-- BEGIN Exercise data --
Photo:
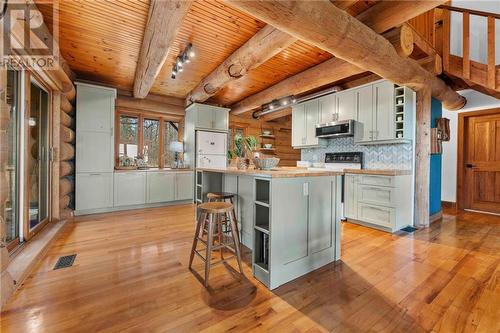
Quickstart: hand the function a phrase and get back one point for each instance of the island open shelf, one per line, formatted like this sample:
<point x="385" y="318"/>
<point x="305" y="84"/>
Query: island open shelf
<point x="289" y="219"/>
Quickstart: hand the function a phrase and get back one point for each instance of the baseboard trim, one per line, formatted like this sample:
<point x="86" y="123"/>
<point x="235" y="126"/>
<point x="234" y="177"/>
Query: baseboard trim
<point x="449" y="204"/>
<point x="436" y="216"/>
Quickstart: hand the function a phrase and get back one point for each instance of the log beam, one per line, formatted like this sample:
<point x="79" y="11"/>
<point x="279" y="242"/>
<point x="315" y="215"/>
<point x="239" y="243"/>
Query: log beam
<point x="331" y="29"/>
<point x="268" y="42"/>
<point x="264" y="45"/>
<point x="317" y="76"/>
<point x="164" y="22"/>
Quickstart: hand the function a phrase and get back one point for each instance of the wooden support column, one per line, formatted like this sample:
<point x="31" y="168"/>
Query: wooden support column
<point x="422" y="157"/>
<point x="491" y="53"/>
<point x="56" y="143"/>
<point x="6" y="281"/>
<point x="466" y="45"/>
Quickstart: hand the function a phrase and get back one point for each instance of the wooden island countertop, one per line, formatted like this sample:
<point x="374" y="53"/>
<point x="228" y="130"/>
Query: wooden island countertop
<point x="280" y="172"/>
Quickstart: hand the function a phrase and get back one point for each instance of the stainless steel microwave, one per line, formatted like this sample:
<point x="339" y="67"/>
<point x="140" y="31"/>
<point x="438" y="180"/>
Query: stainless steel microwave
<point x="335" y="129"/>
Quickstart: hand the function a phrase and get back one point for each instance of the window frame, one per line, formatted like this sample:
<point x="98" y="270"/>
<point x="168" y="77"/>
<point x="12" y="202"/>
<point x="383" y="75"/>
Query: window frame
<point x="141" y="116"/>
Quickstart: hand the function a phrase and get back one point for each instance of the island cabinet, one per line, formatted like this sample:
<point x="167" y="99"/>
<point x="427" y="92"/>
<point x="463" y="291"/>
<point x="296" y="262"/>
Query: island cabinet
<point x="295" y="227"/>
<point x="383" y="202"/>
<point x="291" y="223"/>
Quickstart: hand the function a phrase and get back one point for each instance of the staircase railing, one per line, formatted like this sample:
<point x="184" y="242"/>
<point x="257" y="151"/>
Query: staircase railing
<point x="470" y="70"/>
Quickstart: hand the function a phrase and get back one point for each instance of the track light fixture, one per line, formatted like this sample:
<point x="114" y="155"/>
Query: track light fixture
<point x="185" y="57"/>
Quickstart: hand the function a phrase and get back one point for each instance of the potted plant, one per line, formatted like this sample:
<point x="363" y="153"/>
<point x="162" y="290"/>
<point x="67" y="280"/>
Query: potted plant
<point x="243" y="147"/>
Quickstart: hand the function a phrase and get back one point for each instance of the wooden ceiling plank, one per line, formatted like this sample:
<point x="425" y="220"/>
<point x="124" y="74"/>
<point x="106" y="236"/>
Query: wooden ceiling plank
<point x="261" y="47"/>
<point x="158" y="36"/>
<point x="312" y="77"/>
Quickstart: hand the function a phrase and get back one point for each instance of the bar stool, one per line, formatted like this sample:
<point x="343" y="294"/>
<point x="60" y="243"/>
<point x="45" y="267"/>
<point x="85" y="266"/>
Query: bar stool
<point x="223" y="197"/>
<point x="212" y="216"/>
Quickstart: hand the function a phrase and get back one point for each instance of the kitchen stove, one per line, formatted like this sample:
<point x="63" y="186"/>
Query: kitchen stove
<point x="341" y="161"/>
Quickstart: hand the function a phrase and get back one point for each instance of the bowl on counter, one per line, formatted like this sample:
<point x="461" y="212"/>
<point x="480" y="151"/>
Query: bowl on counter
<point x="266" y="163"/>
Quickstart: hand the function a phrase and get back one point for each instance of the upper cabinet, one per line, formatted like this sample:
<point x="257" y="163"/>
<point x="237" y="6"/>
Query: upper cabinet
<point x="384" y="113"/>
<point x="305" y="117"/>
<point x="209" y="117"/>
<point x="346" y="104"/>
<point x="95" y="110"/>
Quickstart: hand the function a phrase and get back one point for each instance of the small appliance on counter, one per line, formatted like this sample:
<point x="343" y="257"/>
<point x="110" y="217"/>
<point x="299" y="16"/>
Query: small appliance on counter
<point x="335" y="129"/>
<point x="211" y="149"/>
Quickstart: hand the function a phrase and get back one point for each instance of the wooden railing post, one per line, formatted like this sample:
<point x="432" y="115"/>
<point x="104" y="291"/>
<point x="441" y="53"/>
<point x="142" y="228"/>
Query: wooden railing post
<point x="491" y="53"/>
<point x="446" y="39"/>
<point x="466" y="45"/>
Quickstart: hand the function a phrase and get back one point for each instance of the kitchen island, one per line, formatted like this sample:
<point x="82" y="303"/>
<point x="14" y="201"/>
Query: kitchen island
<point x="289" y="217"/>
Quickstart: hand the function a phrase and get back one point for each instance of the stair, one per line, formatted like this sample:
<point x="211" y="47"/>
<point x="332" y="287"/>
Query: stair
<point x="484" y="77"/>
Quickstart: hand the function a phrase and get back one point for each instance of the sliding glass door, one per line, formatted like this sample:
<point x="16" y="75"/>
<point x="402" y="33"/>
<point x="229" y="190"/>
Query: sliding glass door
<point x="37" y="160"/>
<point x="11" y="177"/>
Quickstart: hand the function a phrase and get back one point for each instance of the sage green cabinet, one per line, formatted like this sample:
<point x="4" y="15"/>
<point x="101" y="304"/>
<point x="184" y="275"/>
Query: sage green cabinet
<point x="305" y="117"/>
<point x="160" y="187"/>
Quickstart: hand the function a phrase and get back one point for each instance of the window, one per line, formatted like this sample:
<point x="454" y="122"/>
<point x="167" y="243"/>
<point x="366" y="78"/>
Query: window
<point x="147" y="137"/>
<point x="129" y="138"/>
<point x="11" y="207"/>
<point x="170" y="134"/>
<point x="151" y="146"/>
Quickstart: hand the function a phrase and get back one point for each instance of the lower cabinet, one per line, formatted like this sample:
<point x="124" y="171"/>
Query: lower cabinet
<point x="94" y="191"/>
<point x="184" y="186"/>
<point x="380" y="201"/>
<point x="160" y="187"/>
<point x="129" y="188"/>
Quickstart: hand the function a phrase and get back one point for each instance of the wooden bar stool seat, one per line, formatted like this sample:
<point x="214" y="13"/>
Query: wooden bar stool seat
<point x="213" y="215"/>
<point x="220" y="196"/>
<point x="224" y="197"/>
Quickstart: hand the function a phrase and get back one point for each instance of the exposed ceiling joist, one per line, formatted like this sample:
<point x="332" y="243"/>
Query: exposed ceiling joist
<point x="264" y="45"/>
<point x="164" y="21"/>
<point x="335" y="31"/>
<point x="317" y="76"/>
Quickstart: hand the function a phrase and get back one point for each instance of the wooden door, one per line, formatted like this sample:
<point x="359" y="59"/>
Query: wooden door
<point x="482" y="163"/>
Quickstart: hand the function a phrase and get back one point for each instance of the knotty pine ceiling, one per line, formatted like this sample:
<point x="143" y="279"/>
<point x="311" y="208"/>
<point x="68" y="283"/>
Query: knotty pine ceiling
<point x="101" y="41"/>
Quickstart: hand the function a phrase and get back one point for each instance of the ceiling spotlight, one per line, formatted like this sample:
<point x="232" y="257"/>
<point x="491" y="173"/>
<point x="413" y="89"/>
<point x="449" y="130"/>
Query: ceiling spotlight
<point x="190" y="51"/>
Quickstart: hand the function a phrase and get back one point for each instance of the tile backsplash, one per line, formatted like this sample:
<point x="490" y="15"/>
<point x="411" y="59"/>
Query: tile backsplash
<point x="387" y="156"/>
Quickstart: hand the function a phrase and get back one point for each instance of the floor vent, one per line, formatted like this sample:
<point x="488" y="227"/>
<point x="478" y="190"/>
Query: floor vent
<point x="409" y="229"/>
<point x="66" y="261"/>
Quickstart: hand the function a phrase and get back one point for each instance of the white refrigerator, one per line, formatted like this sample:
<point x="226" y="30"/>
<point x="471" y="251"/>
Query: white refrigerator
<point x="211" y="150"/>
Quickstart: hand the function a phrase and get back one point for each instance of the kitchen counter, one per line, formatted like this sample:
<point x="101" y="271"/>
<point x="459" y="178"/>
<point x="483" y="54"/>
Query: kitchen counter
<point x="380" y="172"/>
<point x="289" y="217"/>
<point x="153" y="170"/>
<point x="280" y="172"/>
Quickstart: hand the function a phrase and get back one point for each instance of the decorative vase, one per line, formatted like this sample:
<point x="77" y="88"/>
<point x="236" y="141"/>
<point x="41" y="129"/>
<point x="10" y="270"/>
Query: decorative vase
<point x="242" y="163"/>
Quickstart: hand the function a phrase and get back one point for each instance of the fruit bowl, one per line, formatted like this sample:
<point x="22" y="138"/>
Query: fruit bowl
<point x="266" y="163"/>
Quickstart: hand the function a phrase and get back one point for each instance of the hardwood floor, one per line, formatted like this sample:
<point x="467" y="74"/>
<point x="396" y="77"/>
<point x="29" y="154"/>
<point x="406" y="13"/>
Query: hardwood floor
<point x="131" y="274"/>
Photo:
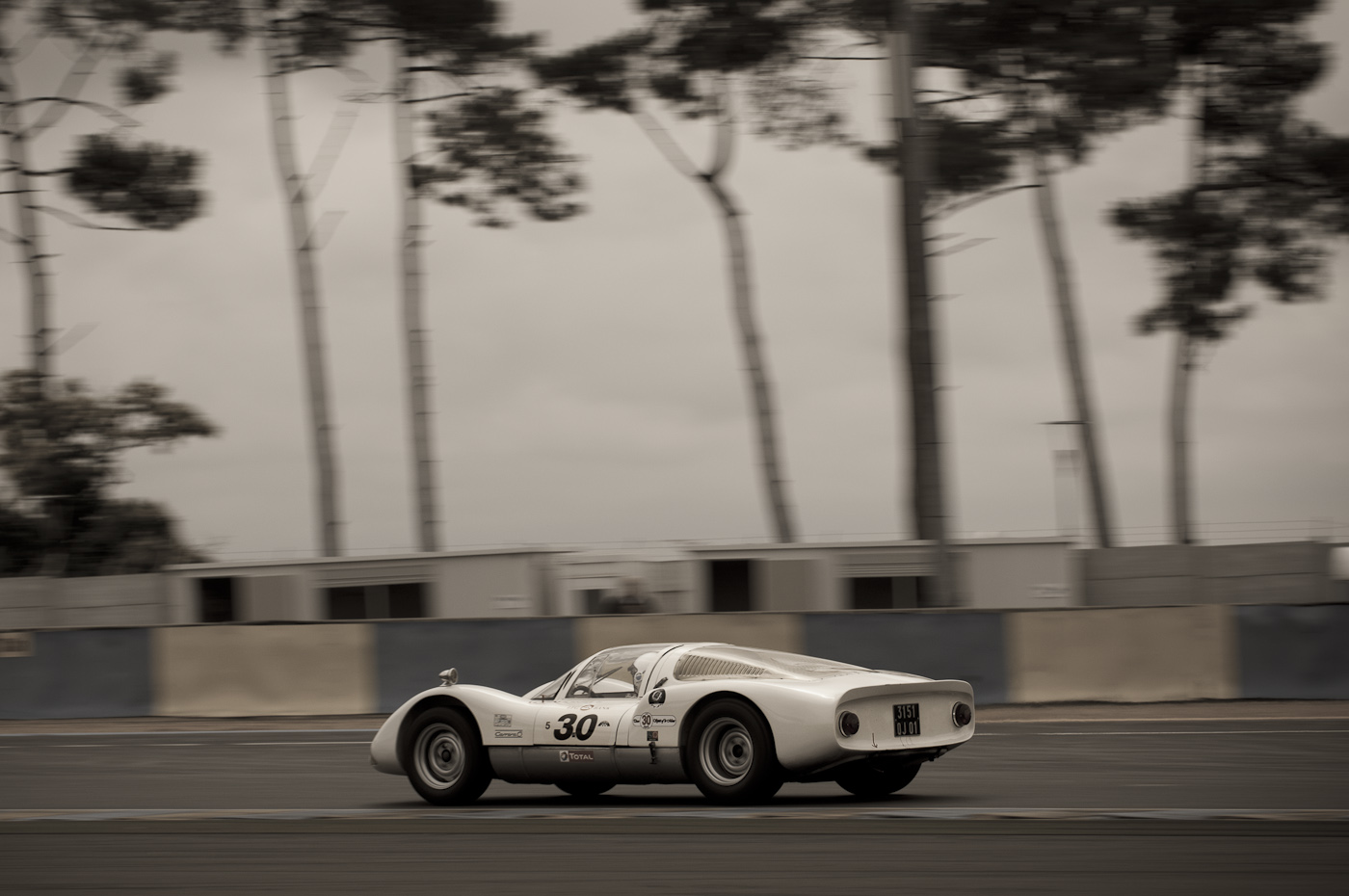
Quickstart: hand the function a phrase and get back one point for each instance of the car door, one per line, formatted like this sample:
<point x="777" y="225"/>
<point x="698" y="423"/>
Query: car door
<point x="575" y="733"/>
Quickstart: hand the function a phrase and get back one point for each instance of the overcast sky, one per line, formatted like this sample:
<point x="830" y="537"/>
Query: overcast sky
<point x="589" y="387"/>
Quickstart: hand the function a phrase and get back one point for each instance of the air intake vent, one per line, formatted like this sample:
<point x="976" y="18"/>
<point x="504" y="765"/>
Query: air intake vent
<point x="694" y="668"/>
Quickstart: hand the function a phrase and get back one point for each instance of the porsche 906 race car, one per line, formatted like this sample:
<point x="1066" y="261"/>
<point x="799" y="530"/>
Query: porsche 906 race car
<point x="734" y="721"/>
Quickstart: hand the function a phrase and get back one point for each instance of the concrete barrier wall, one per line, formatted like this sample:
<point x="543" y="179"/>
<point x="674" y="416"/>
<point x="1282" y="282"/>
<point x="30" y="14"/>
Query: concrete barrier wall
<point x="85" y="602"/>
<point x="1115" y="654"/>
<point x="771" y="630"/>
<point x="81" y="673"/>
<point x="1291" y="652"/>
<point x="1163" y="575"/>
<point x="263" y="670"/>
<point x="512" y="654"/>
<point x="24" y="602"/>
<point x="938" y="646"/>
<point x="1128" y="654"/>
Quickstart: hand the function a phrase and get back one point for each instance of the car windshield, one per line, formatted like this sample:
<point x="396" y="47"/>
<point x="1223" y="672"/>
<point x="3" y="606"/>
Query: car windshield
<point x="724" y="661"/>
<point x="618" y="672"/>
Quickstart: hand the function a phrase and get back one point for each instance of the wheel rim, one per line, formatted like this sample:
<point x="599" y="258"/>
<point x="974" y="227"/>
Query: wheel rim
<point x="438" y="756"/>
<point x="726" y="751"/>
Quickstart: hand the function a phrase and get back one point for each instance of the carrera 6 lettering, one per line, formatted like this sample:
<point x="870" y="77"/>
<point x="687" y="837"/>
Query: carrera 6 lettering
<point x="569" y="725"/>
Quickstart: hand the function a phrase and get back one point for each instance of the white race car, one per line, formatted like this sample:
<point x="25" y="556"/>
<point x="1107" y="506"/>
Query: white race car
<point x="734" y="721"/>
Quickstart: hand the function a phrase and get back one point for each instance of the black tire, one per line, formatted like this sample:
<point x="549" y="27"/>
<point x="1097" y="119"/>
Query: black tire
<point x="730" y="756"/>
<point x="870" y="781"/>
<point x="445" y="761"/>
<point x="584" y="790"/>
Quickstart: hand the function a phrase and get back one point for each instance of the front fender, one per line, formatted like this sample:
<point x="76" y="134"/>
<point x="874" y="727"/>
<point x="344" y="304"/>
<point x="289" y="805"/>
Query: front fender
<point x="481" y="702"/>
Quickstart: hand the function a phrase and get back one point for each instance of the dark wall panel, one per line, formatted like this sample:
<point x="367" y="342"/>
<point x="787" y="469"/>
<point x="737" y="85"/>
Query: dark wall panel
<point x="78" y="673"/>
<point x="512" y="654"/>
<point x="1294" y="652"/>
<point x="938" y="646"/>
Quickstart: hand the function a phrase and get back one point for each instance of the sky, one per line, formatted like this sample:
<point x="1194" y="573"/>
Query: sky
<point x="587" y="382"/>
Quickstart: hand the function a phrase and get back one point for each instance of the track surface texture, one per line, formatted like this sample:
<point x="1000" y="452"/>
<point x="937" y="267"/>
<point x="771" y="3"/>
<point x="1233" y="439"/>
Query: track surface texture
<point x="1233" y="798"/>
-- END Exercise data --
Exercise objective
Rename "dark wall panel" as "black wall panel" in the lines running from the one that contains "of the dark" through the end of the lines, and give that part again with every other word unchanged.

Solution for this problem
Quickstart: hand the function a phrase and get back one point for each instance of the black wall panel, one per line, formatted like this sample:
<point x="367" y="342"/>
<point x="787" y="469"/>
<point x="737" y="85"/>
Query: black wall panel
<point x="78" y="673"/>
<point x="512" y="654"/>
<point x="1294" y="652"/>
<point x="938" y="646"/>
Quickstart: hand the function a phrase and get back one point for each instance of the sky, one per line, formatted like this sample:
<point x="1194" y="573"/>
Query: sky
<point x="587" y="382"/>
Quickstart: hand the function a phrase and get back one point for each instance of the track surface texture, one per line, formatted like this sample:
<point x="1000" y="452"/>
<point x="937" y="267"/>
<point x="771" y="3"/>
<point x="1233" y="439"/>
Query: track surface texture
<point x="1233" y="798"/>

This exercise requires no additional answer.